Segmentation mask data
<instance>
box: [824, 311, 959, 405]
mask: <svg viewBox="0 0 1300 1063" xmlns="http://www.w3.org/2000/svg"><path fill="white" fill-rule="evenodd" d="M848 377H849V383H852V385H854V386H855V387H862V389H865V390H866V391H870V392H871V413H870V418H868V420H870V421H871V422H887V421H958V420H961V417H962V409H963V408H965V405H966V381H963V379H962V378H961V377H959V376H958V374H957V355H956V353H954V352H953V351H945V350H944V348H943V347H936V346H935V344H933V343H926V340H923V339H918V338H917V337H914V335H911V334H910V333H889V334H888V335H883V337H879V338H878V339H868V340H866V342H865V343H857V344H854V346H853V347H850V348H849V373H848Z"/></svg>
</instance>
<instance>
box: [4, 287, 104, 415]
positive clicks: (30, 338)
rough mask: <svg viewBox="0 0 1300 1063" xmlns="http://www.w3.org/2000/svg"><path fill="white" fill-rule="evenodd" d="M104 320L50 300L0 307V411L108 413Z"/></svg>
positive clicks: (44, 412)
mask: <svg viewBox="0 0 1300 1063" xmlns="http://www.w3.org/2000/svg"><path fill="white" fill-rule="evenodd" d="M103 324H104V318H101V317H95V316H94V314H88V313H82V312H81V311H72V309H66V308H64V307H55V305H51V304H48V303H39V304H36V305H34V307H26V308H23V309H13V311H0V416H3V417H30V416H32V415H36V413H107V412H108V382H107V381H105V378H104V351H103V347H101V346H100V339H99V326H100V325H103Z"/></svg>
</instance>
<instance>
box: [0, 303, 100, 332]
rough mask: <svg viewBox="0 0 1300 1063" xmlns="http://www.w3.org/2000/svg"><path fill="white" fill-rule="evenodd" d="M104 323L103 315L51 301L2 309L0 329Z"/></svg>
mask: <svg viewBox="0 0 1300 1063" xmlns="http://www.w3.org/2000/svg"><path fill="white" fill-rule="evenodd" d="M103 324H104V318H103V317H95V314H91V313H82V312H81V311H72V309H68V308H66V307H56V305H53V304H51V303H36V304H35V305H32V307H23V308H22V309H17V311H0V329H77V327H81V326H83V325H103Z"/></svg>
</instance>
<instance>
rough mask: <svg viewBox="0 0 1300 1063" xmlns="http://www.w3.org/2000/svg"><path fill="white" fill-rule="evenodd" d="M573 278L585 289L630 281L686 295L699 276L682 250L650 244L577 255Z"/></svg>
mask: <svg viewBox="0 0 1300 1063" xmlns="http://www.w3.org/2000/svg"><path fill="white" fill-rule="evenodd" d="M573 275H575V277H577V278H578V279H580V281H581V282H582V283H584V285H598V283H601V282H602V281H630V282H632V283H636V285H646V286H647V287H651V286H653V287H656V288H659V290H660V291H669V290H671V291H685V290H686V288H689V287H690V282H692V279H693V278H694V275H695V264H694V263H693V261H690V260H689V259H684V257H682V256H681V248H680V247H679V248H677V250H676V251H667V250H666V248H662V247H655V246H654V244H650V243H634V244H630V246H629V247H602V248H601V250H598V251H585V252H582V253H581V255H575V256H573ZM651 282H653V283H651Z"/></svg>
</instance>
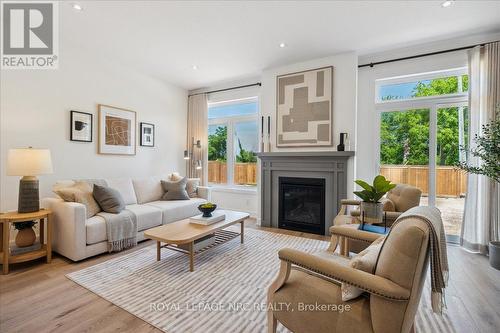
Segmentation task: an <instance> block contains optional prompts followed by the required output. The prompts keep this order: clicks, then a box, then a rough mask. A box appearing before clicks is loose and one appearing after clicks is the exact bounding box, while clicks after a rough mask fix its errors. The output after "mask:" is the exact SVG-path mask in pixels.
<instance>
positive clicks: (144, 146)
mask: <svg viewBox="0 0 500 333" xmlns="http://www.w3.org/2000/svg"><path fill="white" fill-rule="evenodd" d="M139 127H140V132H141V139H140V144H141V146H144V147H154V146H155V125H153V124H149V123H141V124H140V126H139Z"/></svg>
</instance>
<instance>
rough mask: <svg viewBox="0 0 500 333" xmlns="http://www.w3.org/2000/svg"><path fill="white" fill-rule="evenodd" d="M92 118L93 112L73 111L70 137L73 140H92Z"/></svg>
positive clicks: (82, 141)
mask: <svg viewBox="0 0 500 333" xmlns="http://www.w3.org/2000/svg"><path fill="white" fill-rule="evenodd" d="M92 118H93V115H92V114H91V113H87V112H80V111H71V113H70V121H69V125H70V127H69V139H70V140H71V141H80V142H92V129H93V124H92V120H93V119H92Z"/></svg>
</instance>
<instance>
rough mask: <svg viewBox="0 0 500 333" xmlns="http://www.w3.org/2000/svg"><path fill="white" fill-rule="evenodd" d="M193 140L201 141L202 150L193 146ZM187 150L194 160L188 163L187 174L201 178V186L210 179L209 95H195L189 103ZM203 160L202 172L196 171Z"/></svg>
mask: <svg viewBox="0 0 500 333" xmlns="http://www.w3.org/2000/svg"><path fill="white" fill-rule="evenodd" d="M193 140H194V142H195V143H196V141H197V140H200V141H201V149H199V148H196V147H195V146H193ZM187 149H188V150H189V151H190V152H192V158H191V159H190V160H188V161H187V174H188V176H189V177H191V178H200V179H201V185H206V184H207V179H208V99H207V94H199V95H193V96H190V97H189V101H188V130H187ZM198 160H201V164H202V168H201V170H199V169H196V161H198Z"/></svg>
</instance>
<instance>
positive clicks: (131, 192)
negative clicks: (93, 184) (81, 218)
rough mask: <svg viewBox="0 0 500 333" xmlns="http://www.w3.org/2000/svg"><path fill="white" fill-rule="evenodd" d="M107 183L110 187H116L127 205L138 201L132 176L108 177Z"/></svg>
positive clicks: (118, 191) (132, 204)
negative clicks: (126, 176) (135, 194)
mask: <svg viewBox="0 0 500 333" xmlns="http://www.w3.org/2000/svg"><path fill="white" fill-rule="evenodd" d="M106 183H107V184H108V186H109V187H111V188H114V189H115V190H117V191H118V192H120V194H121V196H122V198H123V201H124V202H125V205H135V204H136V203H137V198H136V196H135V190H134V185H133V184H132V179H130V178H117V179H106Z"/></svg>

• [Try it] Transcribe the records verbatim, excluding pictures.

• [Expected output]
<instance>
box: [824, 311, 959, 405]
mask: <svg viewBox="0 0 1300 1063" xmlns="http://www.w3.org/2000/svg"><path fill="white" fill-rule="evenodd" d="M848 377H849V383H852V385H854V386H855V387H862V389H865V390H866V391H870V392H871V413H870V418H868V420H870V421H871V422H887V421H958V420H961V417H962V409H963V408H965V405H966V381H963V379H962V378H961V377H959V376H958V374H957V355H956V353H954V352H953V351H945V350H944V348H943V347H936V346H935V344H933V343H926V340H923V339H918V338H917V337H914V335H911V334H910V333H889V334H888V335H883V337H879V338H878V339H868V340H866V342H865V343H857V344H854V346H853V347H850V348H849V373H848Z"/></svg>
</instance>
<instance>
box: [4, 287, 104, 415]
positive clicks: (30, 338)
rough mask: <svg viewBox="0 0 1300 1063" xmlns="http://www.w3.org/2000/svg"><path fill="white" fill-rule="evenodd" d="M104 320L50 300L0 307V411L108 413Z"/></svg>
positive clicks: (44, 412)
mask: <svg viewBox="0 0 1300 1063" xmlns="http://www.w3.org/2000/svg"><path fill="white" fill-rule="evenodd" d="M103 324H104V318H101V317H95V316H94V314H88V313H82V312H81V311H72V309H66V308H64V307H55V305H51V304H48V303H39V304H36V305H34V307H26V308H23V309H13V311H0V416H3V417H30V416H32V415H36V413H107V412H108V382H107V381H105V378H104V351H103V347H101V346H100V339H99V326H100V325H103Z"/></svg>
</instance>
<instance>
box: [0, 303, 100, 332]
rough mask: <svg viewBox="0 0 1300 1063" xmlns="http://www.w3.org/2000/svg"><path fill="white" fill-rule="evenodd" d="M104 323L103 315L51 301L2 309L0 329Z"/></svg>
mask: <svg viewBox="0 0 1300 1063" xmlns="http://www.w3.org/2000/svg"><path fill="white" fill-rule="evenodd" d="M103 324H104V318H103V317H95V314H91V313H82V312H81V311H72V309H68V308H66V307H56V305H53V304H51V303H36V304H35V305H32V307H23V308H22V309H17V311H0V329H77V327H81V326H83V325H103Z"/></svg>
</instance>
<instance>
rough mask: <svg viewBox="0 0 1300 1063" xmlns="http://www.w3.org/2000/svg"><path fill="white" fill-rule="evenodd" d="M573 278L585 289L630 281L686 295L699 276L682 250L650 244L577 255Z"/></svg>
mask: <svg viewBox="0 0 1300 1063" xmlns="http://www.w3.org/2000/svg"><path fill="white" fill-rule="evenodd" d="M573 275H575V277H577V278H578V279H580V281H581V282H582V283H584V285H598V283H601V282H602V281H630V282H632V283H636V285H646V286H647V287H651V286H653V287H656V288H659V290H660V291H669V290H671V291H685V290H686V288H689V287H690V282H692V279H693V278H694V275H695V264H694V263H693V261H690V260H689V259H684V257H682V256H681V248H680V247H679V248H677V250H676V251H667V250H666V248H662V247H655V246H654V244H650V243H634V244H630V246H629V247H602V248H601V250H598V251H585V252H582V253H581V255H575V256H573ZM651 282H653V283H651Z"/></svg>
</instance>
Segmentation task: an <instance> block contains optional prompts followed by the required output. The prompts keep this order: clicks, then a box, then a rough mask. A box appearing before clicks is loose and one appearing after clicks is the exact bounding box, while clicks after a rough mask fix its errors. The output after "mask:" is the exact SVG-path mask in pixels.
<instance>
positive clicks: (144, 146)
mask: <svg viewBox="0 0 500 333" xmlns="http://www.w3.org/2000/svg"><path fill="white" fill-rule="evenodd" d="M139 127H140V132H141V139H140V144H141V146H144V147H154V146H155V125H153V124H149V123H141V124H140V126H139Z"/></svg>
</instance>
<instance>
rough mask: <svg viewBox="0 0 500 333" xmlns="http://www.w3.org/2000/svg"><path fill="white" fill-rule="evenodd" d="M92 118L93 112L73 111L70 137L73 140H92Z"/></svg>
positive clicks: (82, 141)
mask: <svg viewBox="0 0 500 333" xmlns="http://www.w3.org/2000/svg"><path fill="white" fill-rule="evenodd" d="M92 118H93V115H92V114H91V113H87V112H80V111H71V113H70V121H69V125H70V127H69V139H70V140H71V141H80V142H92V129H93V124H92V120H93V119H92Z"/></svg>
</instance>
<instance>
rough mask: <svg viewBox="0 0 500 333" xmlns="http://www.w3.org/2000/svg"><path fill="white" fill-rule="evenodd" d="M193 140L201 141L202 150L193 146ZM187 150L194 160L188 163L187 174L201 178V186L210 179L209 95H195L189 103ZM203 160L202 172L196 171Z"/></svg>
mask: <svg viewBox="0 0 500 333" xmlns="http://www.w3.org/2000/svg"><path fill="white" fill-rule="evenodd" d="M193 140H194V142H195V143H196V141H197V140H200V141H201V149H199V148H196V147H195V146H193ZM187 149H188V150H189V151H190V152H192V158H191V159H190V160H188V161H187V174H188V176H189V177H191V178H200V179H201V185H206V184H207V179H208V99H207V94H199V95H193V96H190V97H189V101H188V130H187ZM198 160H201V164H202V168H201V170H199V169H196V161H198Z"/></svg>
</instance>
<instance>
positive clicks: (131, 192)
negative clicks: (93, 184) (81, 218)
rough mask: <svg viewBox="0 0 500 333" xmlns="http://www.w3.org/2000/svg"><path fill="white" fill-rule="evenodd" d="M107 183L110 187H116L127 205L138 201L132 176L108 177Z"/></svg>
positive clicks: (118, 191) (132, 204)
negative clicks: (126, 176) (135, 194)
mask: <svg viewBox="0 0 500 333" xmlns="http://www.w3.org/2000/svg"><path fill="white" fill-rule="evenodd" d="M106 183H107V184H108V186H109V187H111V188H114V189H115V190H117V191H118V192H120V194H121V196H122V198H123V201H124V202H125V205H135V204H136V203H137V198H136V196H135V190H134V185H133V184H132V179H130V178H117V179H106Z"/></svg>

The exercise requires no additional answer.